ARTICLE
>>>
Thank you very much! Many on here inspire me. It's like a trickle down affect. We are all inspired by others and our OWN works inspire others. Kinda cool if you ask me [emoji5]️


----------



## jkzo (Oct 7, 2014)

May be a logo on any of the top corners would look great....


----------



## D-B-J (Oct 8, 2014)

jkzo said:


> May be a logo on any of the top corners would look great....



I've tried it before and didn't like it.. But I'll try again.


----------



## MichaelHenson (Oct 8, 2014)

D-B-J said:


> jkzo said:
> 
> 
> > May be a logo on any of the top corners would look great....
> ...



What about a logo at the bottom left or right corners? You have some empty space there that might look good filled up? Also, what about including your contact info at the bottom (opposite the logo)? That way, no matter where they are at on your site, potential clients have your contact info available...

I'm loving the changes you've made! It's very clean, very focused on images, etc. Great stuff!


----------



## photog4life (Oct 9, 2014)

I like it much better with the white... The black background looks like the type of background you would use on myspace. Though, once I realized it was your photo and not a random background I did like it better. 


Great work by the way. I loved your wedding photos.


----------



## D-B-J (Oct 9, 2014)

photog4life said:


> I like it much better with the white... The black background looks like the type of background you would use on myspace. Though, once I realized it was your photo and not a random background I did like it better.
> 
> 
> Great work by the way. I loved your wedding photos.



Well thank you! [emoji5]️[emoji106]


----------
<<<
DIRECTIVES
A. Answer these questions about the forum thread above, one answer per line.
(i) Where did jkzo suggest putting a logo?
(ii) What did MichaelHenson suggest putting at the bottom, opposite the logo?
(iii) Which of the poster's photos did photog4life say they loved?
B. Gather every line in the records that contains the word "shirt". Case counts.

INFORMATION PROVIDED
>>>
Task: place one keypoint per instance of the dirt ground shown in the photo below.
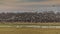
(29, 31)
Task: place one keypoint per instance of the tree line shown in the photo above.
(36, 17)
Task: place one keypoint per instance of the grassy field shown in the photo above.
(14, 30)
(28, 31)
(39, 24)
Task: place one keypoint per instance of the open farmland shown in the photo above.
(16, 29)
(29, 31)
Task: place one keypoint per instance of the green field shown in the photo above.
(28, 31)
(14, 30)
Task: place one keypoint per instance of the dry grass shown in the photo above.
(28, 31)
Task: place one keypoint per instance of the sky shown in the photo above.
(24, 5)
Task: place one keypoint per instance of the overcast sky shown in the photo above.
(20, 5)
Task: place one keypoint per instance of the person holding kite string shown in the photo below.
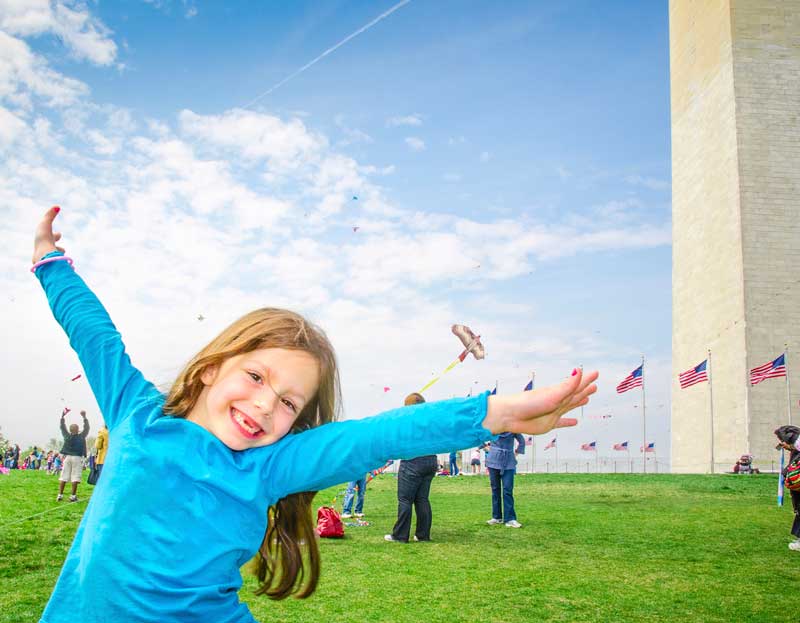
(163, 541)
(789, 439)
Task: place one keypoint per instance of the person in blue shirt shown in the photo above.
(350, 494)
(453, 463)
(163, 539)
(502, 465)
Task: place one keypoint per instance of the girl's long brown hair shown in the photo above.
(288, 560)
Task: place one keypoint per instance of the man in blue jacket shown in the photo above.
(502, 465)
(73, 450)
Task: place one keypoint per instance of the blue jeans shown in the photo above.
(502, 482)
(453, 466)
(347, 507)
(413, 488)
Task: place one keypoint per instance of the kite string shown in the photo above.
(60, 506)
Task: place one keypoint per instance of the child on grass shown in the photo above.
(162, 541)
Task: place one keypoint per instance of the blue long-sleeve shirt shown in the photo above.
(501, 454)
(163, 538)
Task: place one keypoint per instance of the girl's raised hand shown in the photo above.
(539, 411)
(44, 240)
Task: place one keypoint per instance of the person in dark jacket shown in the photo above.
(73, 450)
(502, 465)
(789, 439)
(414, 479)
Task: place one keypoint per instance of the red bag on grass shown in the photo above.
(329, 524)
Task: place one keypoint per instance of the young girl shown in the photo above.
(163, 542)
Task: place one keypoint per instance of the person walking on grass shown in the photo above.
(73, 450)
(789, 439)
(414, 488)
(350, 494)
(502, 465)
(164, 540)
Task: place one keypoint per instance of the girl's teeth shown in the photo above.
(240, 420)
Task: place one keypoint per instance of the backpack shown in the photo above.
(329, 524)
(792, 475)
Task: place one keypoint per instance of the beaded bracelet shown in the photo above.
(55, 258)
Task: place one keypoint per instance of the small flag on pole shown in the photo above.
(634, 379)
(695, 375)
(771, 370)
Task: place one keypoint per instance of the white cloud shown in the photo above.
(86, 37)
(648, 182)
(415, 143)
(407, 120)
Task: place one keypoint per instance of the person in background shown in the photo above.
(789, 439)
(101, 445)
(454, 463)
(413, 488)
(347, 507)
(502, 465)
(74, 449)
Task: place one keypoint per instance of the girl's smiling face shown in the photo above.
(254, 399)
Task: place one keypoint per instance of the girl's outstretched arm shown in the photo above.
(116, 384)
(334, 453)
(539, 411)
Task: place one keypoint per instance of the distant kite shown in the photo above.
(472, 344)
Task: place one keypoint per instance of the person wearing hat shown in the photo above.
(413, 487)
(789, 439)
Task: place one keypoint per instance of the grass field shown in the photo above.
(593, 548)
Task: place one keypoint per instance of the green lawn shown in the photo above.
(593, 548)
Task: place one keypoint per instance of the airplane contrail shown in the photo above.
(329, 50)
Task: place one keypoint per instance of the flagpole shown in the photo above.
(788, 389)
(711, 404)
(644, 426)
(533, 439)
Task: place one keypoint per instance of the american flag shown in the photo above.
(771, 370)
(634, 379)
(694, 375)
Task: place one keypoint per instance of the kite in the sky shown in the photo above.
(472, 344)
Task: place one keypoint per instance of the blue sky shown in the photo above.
<<<
EXERCISE ANSWERS
A.
(i) On any of the top corners.
(ii) The poster's contact info.
(iii) The wedding photos.

B.
Task: place one keypoint per instance of the person in blue shirt shown in the photo above.
Task: place one keypoint per instance of the blue long-sleeve shirt shown in the photo above.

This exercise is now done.